Please return all of the records that follow, exactly as written.

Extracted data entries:
»»

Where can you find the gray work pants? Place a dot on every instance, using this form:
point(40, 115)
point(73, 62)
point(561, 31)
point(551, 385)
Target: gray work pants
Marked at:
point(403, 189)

««

### Solution for this exercise
Where can you find the gray work pants? Place a dot on every instance, using this form:
point(40, 115)
point(73, 62)
point(561, 31)
point(551, 385)
Target: gray work pants
Marked at:
point(403, 189)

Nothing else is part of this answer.